INSTRUCTION:
Write out the lines of the records below without changes, starting at the line that contains "Mark one point per instance of the blue stripe" and continuing through the last line of the records, with both ends included.

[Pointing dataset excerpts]
******************************

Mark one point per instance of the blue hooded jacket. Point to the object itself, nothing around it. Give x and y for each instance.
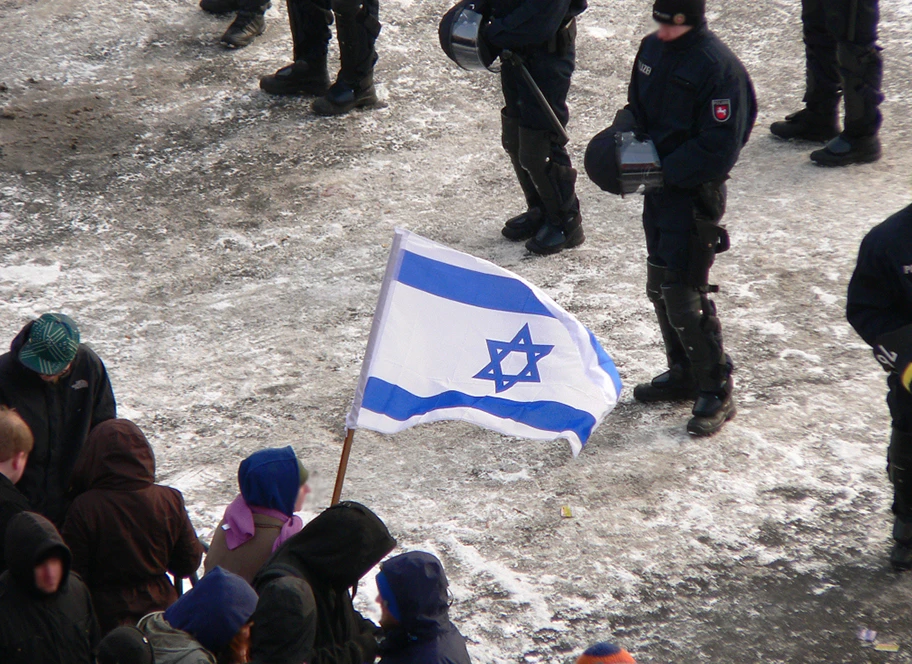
(214, 610)
(425, 634)
(270, 478)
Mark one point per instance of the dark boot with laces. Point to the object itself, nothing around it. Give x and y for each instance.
(676, 384)
(246, 27)
(220, 6)
(304, 77)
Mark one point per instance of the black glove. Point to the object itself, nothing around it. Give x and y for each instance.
(894, 352)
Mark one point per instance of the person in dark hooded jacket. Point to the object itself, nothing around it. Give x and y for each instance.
(125, 531)
(331, 554)
(284, 623)
(46, 610)
(415, 620)
(60, 388)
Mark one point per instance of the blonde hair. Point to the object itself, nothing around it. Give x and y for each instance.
(15, 435)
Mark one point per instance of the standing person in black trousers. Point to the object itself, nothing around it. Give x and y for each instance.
(879, 307)
(843, 59)
(357, 27)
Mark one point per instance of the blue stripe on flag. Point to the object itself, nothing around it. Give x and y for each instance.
(399, 404)
(606, 363)
(489, 291)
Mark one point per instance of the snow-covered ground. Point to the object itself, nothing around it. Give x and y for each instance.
(222, 251)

******************************

COMPLETE RESPONSE:
Mark one point per instance of the blue stripe on flag. Point to the object itself, nothing around it. Give x and y for each instance.
(399, 404)
(606, 363)
(489, 291)
Mark one point per instance of the snow-covered ground. Point to the object itself, nothing around it. Give x and y for each instance.
(222, 251)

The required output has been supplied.